TEILE DER ÜBUNG:
1: Stimmen die Aussagen (a), (b) und (c) mit dem unten stehenden Forumsauszug über die Fehlermeldung zu langen Bezeichnern überein? Beantworte jede mit Ja oder Nein und zitiere die entscheidenden Worte des Textes wörtlich.
(a) Laut dem Text bezieht sich die Fehlermeldung auf die Abfrage selbst.
(b) 0plan hat nach eigener Angabe beim Googeln nichts Brauchbares gefunden.
(c) Die zweite Antwort nennt fehlende Kommas und Leerzeichen als syntaktische Fehler.
2: Schreibe den unten stehenden Forumsauszug über die Fehlermeldung zu langen Bezeichnern weiter, und zwar mit dem Beitrag unter der letzten Überschrift.

VORLIEGENDER TEXT:
◆ ◆ ◆

Die Fehlermeldung bezieht sich nicht auf die Abfrage, sondern die in der Abfrage verwendeten Bezeichner, für Tabellen-, Feldname...

Vermutlich ein Fehler in der Syntax des Statements? Verwendest Du PreparedStatements? Wenn nicht, würde ich Dir das empfehlen.


----------



## 0plan (27. Nov 2012)

Ich habe es gegooglet und nichts brauchbares gefunden. Lesen kann ich schon, hab ja auch angegeben das die Meldung lautet "bezeichner ist zu lang".

Wie löse ich das Problem denn bitte ?


----------



## Michael... (27. Nov 2012)

Wie gesagt, mit PreparedStatements arbeiten und wenn die Abfrage - zumindest vom Aufbau - dem Original entspricht, sind da syntaktische Fehler enthalten: fehlende Kommas und Leerzeichen


----------



## 0plan (27. Nov 2012)

◆ ◆ ◆

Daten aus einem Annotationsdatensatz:
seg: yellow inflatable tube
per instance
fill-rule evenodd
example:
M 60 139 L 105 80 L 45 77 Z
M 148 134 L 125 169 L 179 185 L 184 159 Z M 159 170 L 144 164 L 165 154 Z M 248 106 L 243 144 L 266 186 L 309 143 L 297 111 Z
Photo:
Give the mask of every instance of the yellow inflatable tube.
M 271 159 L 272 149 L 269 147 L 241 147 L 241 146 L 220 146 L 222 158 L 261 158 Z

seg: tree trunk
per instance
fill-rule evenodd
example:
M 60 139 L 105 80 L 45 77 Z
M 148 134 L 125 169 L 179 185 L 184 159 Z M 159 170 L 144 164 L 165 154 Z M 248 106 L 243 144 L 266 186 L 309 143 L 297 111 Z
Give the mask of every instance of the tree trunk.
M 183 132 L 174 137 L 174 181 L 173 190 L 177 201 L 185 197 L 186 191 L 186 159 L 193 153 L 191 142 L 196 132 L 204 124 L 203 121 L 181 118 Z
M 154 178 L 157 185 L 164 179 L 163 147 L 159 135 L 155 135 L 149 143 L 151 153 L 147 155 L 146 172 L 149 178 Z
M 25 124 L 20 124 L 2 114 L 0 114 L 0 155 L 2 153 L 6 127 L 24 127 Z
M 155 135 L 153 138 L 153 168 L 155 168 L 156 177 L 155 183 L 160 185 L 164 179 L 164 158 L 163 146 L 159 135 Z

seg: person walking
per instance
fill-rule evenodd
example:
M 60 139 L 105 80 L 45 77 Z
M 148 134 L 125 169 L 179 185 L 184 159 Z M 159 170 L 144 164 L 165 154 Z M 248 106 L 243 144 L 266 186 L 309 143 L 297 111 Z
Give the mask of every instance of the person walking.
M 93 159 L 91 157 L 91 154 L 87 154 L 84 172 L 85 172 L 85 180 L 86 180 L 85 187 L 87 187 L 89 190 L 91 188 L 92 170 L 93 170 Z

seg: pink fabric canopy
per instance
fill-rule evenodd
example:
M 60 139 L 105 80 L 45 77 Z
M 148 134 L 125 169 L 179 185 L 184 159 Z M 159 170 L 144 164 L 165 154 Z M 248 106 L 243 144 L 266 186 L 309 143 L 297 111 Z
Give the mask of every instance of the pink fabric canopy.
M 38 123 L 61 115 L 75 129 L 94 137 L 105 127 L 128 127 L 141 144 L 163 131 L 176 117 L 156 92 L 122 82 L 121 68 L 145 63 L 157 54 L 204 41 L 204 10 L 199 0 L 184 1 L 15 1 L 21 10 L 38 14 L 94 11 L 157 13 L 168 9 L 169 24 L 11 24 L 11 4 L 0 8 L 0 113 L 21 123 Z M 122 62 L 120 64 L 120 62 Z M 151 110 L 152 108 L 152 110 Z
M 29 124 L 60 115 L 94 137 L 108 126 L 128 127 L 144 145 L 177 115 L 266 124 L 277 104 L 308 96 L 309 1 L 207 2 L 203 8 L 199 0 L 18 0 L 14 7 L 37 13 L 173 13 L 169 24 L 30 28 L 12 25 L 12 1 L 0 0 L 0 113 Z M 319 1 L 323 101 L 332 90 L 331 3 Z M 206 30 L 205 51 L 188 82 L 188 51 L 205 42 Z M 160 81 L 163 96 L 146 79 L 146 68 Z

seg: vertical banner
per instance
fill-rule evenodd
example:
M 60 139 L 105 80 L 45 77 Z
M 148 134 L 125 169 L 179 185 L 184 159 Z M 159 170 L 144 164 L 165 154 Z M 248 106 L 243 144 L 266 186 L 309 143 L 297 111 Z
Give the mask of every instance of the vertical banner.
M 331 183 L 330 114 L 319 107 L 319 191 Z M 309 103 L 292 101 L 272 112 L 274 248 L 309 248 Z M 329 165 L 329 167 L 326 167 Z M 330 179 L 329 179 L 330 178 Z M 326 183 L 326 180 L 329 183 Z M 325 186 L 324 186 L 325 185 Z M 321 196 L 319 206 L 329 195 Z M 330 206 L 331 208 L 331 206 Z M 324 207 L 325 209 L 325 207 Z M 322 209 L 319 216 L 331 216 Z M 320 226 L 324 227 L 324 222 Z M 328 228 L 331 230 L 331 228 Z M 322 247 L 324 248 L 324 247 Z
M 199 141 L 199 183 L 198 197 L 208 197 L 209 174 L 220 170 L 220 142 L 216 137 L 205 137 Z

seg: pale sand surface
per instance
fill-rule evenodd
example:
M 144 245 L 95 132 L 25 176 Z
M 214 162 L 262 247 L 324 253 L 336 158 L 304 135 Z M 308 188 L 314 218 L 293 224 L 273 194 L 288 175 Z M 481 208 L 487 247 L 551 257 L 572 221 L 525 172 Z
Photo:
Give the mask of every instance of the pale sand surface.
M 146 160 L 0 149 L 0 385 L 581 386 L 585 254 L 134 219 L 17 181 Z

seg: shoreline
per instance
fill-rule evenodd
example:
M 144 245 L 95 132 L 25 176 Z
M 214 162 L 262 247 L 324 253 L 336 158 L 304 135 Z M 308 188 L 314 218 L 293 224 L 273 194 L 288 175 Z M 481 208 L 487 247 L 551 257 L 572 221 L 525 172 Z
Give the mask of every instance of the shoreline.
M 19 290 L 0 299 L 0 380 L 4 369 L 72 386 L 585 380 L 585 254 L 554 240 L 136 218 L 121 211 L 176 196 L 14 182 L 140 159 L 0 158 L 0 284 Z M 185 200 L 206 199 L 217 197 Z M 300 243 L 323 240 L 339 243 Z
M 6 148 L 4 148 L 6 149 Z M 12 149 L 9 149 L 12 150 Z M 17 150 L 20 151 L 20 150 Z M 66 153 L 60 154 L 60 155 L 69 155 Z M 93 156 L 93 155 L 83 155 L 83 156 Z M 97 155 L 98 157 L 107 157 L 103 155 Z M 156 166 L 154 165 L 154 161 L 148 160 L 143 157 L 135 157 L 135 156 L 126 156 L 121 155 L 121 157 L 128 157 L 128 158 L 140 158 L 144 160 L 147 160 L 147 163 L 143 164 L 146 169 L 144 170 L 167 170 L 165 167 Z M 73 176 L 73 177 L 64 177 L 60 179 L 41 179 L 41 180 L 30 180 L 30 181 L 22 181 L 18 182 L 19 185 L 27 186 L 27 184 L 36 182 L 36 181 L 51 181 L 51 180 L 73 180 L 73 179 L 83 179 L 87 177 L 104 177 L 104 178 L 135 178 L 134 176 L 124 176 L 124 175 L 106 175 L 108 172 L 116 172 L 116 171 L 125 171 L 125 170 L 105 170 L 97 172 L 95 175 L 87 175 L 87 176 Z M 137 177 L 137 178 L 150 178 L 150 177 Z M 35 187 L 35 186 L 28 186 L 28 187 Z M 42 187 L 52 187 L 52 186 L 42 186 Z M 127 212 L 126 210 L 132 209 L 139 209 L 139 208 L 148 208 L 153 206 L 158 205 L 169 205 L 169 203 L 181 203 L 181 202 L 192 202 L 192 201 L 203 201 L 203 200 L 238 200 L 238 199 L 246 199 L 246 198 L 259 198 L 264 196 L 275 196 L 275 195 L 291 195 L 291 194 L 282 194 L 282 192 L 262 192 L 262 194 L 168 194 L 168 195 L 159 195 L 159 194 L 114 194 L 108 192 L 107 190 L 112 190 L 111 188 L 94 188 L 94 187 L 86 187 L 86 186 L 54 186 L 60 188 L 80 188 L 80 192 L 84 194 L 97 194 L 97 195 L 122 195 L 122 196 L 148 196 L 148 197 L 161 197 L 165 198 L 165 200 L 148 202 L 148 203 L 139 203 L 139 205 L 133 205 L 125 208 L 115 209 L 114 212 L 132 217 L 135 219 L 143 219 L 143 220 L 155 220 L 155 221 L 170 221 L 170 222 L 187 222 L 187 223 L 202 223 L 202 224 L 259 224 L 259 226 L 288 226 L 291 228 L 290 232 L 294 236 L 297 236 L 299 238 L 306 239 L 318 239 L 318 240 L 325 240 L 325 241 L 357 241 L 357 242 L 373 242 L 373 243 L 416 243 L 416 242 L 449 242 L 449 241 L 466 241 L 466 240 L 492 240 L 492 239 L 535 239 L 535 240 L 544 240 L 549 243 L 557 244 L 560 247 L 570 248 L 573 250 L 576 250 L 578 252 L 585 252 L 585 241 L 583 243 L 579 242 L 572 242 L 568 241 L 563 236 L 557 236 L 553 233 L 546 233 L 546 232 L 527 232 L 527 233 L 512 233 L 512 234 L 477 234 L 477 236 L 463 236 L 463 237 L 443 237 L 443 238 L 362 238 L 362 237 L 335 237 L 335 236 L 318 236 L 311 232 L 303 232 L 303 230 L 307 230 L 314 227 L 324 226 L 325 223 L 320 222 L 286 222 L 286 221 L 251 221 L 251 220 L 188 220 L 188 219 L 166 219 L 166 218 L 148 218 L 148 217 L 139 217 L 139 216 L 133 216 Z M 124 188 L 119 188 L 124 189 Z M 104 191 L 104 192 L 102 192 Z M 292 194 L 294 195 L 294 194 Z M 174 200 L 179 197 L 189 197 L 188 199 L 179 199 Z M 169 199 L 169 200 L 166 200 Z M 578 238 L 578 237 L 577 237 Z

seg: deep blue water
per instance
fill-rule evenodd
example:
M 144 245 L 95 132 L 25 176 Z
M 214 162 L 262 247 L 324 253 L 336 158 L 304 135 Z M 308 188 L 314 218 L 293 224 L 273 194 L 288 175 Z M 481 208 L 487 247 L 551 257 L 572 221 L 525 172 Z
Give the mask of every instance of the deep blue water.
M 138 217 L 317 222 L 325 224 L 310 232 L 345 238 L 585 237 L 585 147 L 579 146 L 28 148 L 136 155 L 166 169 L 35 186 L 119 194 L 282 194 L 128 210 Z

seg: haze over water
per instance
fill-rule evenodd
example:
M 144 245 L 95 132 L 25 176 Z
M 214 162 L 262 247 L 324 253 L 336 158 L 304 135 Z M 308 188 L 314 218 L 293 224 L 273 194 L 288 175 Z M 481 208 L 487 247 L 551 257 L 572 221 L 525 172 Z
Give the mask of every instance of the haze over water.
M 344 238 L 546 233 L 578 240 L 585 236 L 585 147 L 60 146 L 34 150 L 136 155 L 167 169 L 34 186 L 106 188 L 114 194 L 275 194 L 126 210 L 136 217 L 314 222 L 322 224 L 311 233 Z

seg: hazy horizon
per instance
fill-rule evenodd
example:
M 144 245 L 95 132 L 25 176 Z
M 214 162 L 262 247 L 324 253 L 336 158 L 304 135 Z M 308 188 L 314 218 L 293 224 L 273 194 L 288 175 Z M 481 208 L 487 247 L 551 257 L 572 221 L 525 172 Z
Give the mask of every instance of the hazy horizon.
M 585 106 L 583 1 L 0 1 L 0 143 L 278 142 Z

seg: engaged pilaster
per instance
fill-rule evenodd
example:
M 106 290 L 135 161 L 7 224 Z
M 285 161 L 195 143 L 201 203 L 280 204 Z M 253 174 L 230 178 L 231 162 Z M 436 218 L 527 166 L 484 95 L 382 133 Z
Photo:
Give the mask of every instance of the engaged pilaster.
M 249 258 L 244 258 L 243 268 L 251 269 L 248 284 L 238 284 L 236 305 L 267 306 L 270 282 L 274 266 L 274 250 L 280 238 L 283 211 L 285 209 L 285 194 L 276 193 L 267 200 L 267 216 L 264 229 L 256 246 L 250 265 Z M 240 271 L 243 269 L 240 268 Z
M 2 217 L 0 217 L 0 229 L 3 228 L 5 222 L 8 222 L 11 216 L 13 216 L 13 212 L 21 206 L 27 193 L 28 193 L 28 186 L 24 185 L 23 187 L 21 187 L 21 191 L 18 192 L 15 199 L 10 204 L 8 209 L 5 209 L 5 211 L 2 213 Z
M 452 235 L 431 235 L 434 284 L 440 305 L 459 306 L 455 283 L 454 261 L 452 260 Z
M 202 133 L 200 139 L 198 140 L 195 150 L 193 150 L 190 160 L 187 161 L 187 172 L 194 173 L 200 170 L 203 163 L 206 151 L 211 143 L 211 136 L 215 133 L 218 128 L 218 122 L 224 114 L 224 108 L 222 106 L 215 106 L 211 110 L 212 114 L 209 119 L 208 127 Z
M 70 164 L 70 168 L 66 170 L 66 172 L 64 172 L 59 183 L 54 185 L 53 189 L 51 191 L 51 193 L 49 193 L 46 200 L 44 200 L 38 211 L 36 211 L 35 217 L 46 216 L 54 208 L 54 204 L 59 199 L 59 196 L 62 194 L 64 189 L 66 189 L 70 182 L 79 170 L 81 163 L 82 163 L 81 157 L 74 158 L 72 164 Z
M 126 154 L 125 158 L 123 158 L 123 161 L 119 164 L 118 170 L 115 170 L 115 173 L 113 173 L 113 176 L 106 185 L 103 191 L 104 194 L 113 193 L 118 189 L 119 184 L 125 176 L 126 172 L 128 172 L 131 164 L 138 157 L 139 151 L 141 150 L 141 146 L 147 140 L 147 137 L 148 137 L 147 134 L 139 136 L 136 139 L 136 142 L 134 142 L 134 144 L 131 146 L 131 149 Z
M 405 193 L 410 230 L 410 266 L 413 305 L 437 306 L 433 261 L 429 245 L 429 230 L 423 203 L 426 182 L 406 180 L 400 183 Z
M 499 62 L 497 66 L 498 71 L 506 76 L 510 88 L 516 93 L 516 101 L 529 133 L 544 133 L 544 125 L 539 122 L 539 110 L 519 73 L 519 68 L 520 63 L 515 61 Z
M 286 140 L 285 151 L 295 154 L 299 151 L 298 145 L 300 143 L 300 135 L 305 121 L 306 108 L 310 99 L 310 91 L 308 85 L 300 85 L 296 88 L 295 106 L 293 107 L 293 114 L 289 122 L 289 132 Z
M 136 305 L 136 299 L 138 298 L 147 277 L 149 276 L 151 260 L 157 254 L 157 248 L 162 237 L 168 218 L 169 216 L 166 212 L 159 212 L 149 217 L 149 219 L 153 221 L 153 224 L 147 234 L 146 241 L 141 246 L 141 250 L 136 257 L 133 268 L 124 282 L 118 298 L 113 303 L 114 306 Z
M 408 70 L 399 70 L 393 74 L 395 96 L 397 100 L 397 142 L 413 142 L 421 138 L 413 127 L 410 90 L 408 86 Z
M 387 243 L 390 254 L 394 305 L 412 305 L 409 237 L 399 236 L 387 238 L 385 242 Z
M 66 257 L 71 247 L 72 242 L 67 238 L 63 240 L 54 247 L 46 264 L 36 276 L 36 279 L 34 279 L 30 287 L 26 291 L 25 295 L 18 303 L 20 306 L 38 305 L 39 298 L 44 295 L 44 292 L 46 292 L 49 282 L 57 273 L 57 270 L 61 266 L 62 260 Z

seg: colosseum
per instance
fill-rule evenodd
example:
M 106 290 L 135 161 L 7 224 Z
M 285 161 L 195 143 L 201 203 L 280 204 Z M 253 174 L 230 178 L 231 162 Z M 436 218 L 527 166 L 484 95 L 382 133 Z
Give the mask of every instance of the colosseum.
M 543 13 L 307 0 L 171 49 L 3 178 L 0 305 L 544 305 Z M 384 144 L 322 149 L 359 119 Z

◆ ◆ ◆

ERGEBNISSE:
1:
(a) Nein: „Die Fehlermeldung bezieht sich nicht auf die Abfrage, sondern die in der Abfrage verwendeten Bezeichner“
(b) Ja: „Ich habe es gegooglet und nichts brauchbares gefunden.“
(c) Ja: „sind da syntaktische Fehler enthalten: fehlende Kommas und Leerzeichen“

2:
Danke fürs erste. Also ein Fehler im Statement habe ich eigentlich nicht, habe nur die Feldnamen erweitert, vorher ging es auch.

Mich würde es wundern wenn die Feldnamen zu lang sind o.ä. da sie in unserem ERP genau gleich heissen.


----------



## 0plan (27. Nov 2012)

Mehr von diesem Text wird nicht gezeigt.